WHAT THE TASK ASKS:
Every line of the data must be copied exactly.

[Items listed in a dataset]
+ + + + + + +

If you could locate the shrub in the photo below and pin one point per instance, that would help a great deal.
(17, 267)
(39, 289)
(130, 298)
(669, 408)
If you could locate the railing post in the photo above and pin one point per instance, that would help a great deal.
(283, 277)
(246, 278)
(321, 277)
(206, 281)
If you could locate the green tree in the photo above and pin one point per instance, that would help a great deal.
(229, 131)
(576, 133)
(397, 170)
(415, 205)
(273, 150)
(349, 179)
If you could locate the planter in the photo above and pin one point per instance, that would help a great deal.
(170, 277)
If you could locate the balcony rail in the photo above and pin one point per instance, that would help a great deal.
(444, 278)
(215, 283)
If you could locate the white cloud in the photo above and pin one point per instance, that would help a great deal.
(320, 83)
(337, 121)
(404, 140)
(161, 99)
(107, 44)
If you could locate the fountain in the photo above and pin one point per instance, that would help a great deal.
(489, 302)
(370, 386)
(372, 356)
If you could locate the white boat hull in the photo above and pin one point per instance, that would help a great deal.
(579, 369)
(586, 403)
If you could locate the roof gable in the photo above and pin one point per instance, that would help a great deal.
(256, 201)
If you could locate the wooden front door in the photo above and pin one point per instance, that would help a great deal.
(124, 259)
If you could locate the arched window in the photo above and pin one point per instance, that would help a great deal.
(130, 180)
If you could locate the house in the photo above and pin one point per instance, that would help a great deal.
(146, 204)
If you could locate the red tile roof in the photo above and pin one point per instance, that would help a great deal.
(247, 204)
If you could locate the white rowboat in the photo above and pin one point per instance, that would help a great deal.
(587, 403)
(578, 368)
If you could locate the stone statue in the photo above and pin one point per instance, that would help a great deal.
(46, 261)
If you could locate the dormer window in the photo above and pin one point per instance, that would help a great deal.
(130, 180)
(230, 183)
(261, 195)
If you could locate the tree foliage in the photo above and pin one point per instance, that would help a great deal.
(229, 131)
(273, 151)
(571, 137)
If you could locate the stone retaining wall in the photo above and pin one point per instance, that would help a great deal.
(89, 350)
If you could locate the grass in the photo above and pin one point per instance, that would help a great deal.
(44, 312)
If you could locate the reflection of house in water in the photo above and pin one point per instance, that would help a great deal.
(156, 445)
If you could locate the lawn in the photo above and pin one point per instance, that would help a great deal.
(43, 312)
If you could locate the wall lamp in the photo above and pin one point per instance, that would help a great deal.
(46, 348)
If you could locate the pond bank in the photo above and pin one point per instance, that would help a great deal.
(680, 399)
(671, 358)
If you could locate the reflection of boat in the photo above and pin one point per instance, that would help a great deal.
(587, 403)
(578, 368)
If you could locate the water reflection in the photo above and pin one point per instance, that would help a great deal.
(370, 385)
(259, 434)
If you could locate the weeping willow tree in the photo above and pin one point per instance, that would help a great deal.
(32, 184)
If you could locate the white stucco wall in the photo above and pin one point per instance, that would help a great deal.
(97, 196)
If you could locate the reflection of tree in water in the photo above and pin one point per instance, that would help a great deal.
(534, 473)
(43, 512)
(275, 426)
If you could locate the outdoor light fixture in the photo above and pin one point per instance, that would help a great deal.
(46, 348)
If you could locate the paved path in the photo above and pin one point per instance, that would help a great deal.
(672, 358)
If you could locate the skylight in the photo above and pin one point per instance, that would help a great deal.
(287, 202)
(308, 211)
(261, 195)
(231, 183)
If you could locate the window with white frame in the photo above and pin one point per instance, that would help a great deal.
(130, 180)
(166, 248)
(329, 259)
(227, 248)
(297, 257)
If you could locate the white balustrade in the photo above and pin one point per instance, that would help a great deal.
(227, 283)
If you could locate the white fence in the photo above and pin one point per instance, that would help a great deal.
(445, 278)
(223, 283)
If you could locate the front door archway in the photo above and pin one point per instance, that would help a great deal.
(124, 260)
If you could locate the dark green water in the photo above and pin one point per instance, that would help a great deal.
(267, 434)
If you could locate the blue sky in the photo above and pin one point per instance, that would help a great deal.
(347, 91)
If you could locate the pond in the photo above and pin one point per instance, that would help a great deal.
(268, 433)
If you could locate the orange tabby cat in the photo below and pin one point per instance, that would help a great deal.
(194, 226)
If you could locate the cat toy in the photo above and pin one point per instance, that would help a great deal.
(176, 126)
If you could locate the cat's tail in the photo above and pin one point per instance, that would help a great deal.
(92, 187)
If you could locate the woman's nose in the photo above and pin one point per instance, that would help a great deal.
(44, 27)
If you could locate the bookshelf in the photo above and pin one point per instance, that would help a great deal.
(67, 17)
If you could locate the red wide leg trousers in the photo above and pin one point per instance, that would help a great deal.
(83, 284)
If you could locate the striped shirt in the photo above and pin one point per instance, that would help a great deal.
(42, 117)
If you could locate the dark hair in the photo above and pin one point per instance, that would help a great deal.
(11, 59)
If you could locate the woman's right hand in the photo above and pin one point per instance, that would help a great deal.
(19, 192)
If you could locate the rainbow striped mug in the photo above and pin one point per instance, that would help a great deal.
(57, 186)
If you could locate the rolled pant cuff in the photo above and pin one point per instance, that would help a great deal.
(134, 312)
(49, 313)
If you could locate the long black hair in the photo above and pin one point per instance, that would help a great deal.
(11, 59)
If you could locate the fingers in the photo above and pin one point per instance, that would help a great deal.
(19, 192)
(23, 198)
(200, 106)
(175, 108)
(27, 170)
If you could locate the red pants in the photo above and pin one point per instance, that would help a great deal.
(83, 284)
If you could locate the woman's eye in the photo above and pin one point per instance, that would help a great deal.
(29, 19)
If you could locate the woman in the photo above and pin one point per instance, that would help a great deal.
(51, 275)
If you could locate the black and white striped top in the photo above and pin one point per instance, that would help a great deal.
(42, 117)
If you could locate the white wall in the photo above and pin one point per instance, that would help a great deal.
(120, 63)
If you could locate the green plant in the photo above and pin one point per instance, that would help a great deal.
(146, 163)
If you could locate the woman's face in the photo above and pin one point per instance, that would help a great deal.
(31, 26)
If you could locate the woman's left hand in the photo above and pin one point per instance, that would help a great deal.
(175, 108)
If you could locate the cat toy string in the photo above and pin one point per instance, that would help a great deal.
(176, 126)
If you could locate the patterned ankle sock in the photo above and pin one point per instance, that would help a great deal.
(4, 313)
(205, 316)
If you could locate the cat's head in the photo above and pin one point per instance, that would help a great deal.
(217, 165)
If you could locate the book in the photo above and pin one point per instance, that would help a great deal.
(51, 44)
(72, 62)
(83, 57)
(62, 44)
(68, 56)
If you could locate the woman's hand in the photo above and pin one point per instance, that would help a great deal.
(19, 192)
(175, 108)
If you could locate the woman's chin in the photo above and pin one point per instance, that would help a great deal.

+ + + + + + +

ANSWER TO THE TASK:
If you could locate the shrub in the photo below and pin one point per instance, that would help a great deal.
(17, 267)
(39, 289)
(130, 298)
(669, 408)
If you could locate the railing post in the photo above and pin one point per instance, that would help a great deal.
(283, 277)
(246, 278)
(321, 277)
(206, 281)
If you could locate the green tree in the photo above and pin one point per instance, that would help a great deal.
(229, 131)
(576, 133)
(397, 170)
(415, 205)
(273, 150)
(349, 179)
If you could locate the planter in the photo above and pin one point per instance, that would help a great deal.
(170, 277)
If you could locate the balcony rail in the photo above and pin one point per instance, that would help a great deal.
(444, 278)
(215, 283)
If you could locate the white cloud in the photo above and pin one point per instance, that would help a great deal.
(320, 83)
(337, 121)
(404, 140)
(161, 99)
(107, 44)
If you could locate the fountain in the photo above and pin one point per instance, that would help a great deal.
(489, 302)
(370, 386)
(372, 356)
If you could locate the white boat hull in the photo above and pin one point per instance, that would help a great deal.
(579, 369)
(586, 403)
If you could locate the roof gable in the photo above and pin one point per instance, that would help a great deal.
(256, 201)
If you could locate the wooden front door in the photo above and pin one point per instance, that would help a great deal.
(124, 259)
If you could locate the arched window in the photo above and pin one point per instance, that would help a great deal.
(130, 180)
If you could locate the house in the photo above and pin one point per instance, that would help a great deal.
(146, 204)
If you could locate the red tile roof in the photo above and pin one point per instance, that would help a great deal.
(247, 204)
If you could locate the white rowboat in the photo above and pin one point per instance, that would help a great deal.
(587, 403)
(578, 368)
If you could locate the stone statue in the photo above and pin one point per instance, that would help a great deal.
(46, 261)
If you could locate the dormer window in the photo above and pin one point per instance, that would help a great deal.
(130, 180)
(230, 183)
(261, 195)
If you could locate the tree foliage in the photo above and pin one point per instance, that would help a great deal.
(229, 131)
(273, 151)
(571, 137)
If you could locate the stone retaining wall in the photo above and pin one point per instance, that would help a great deal.
(89, 350)
If you could locate the grass in the photo above and pin one point per instance, that would help a great deal.
(44, 312)
If you could locate the reflection of house in water in the photo above and pin one point per instance, that would help a great deal.
(156, 445)
If you could locate the lawn in the photo above and pin one point per instance, that would help a great deal.
(43, 312)
If you could locate the wall lamp in the photo above and pin one point per instance, that would help a great deal.
(46, 348)
If you could locate the pond bank in the photo above and pin one point per instance, that would help a great deal.
(680, 399)
(671, 358)
If you could locate the reflection of boat in the photo above and pin one point per instance, that would help a great deal.
(587, 403)
(578, 368)
If you could locate the water reflection in the photo above and pin one point per instance, that would help a great deal.
(370, 385)
(259, 434)
If you could locate the weeping willow tree in the photo above and pin one point per instance, that would help a great deal.
(32, 184)
If you could locate the white stucco wall in the photo above and pin one point per instance, that would help a great deal.
(97, 196)
If you could locate the reflection of tree in water in the photo above and pin one point per instance, that would help a great deal.
(534, 473)
(43, 512)
(275, 426)
If you could locate the outdoor light fixture in the photo above and pin one point per instance, that would help a great deal.
(46, 348)
If you could locate the paved path in the photo above and pin one point per instance, that would help a great deal.
(672, 358)
If you could locate the skylight in the photo above and pin one point per instance, that would help a great deal.
(287, 202)
(308, 211)
(261, 195)
(231, 183)
If you could locate the window with white frame in the photo above and pin one point per instance, that would help a great deal.
(130, 180)
(166, 248)
(329, 259)
(227, 248)
(297, 257)
If you could locate the white balustrade in the photo above and pin one point per instance, that would help a great deal.
(227, 283)
If you could locate the white fence in the photo above and pin one point per instance, that would help a great deal.
(445, 278)
(223, 283)
If you could locate the front door archway in the photo above and pin one point per instance, that would help a great deal.
(124, 260)
If you could locate the dark green water in the photo above and pin one point per instance, that would help a great deal.
(267, 434)
If you could locate the blue sky in the photo above and pin one point per instance, that would help a great deal.
(347, 91)
If you could locate the pond in the photo above and pin one point per instance, that would help a great deal.
(268, 433)
If you could locate the orange tabby cat in the photo below and pin one point per instance, that would help a great deal.
(194, 226)
If you could locate the cat toy in the photo above and pin one point per instance, that would help a great deal.
(176, 126)
If you could locate the cat's tail in the photo above and pin one point per instance, that would help a great deal.
(92, 187)
If you could locate the woman's nose in the photo above and pin one point per instance, that would help a great deal.
(44, 27)
If you could locate the bookshelf in the photo above and pin one point per instance, that would help a great deal.
(67, 17)
If you could locate the red wide leg trousers in the photo above and pin one point per instance, that would help a great deal.
(83, 284)
If you could locate the striped shirt in the photo above and pin one point per instance, that would help a great deal.
(42, 117)
If you could locate the dark hair in the photo above and pin one point per instance, that would help a great deal.
(11, 59)
If you could locate the woman's right hand in the photo above and pin one point per instance, that would help a great deal.
(19, 192)
If you could locate the rainbow striped mug in the photo above and pin one point per instance, that would help a great deal.
(57, 186)
If you could locate the rolled pant cuff in the photo above and pin one point per instance, that would help a great deal.
(134, 312)
(49, 313)
If you could locate the long black hair in the photo above and pin one point per instance, that would help a great deal.
(11, 59)
If you could locate the fingers in the photo above and pin one point per instance, that would help a great deal.
(19, 192)
(23, 198)
(200, 106)
(175, 108)
(27, 170)
If you could locate the red pants in the photo above and pin one point per instance, that would help a great deal.
(83, 284)
If you could locate the woman's eye in the photo above and pin one point per instance, that would help a great deal.
(29, 19)
If you could locate the woman in the photo above and pin one point per instance, that would help a great deal.
(51, 275)
If you could locate the black and white striped top in the photo above and pin one point per instance, that would help a great deal.
(42, 117)
If you could locate the white wall in the photo above and pin one point per instance, that would help a great deal.
(120, 63)
If you could locate the green plant in the photo above and pin one point per instance, that would help a great deal.
(146, 163)
If you could locate the woman's face in the photo above and pin one point per instance, that would help a great deal.
(31, 26)
If you could locate the woman's left hand in the photo above and pin one point per instance, that would help a great deal.
(175, 108)
If you could locate the cat toy string in the photo above and pin one point per instance, that would help a great deal.
(176, 126)
If you could locate the patterned ankle sock in the photo above and pin one point per instance, that would help a great deal.
(4, 313)
(205, 316)
If you could locate the cat's head in the photo above and pin one point per instance, that would help a great deal.
(217, 165)
If you could locate the book in the photo above and pin one point per instance, that would help a great deal.
(51, 44)
(72, 62)
(83, 57)
(62, 44)
(68, 56)
If you could locate the woman's hand in the photo above and pin one point per instance, that would help a great deal.
(19, 192)
(175, 108)
If you could locate the woman's chin in the photo above and pin one point per instance, that would help a great deal.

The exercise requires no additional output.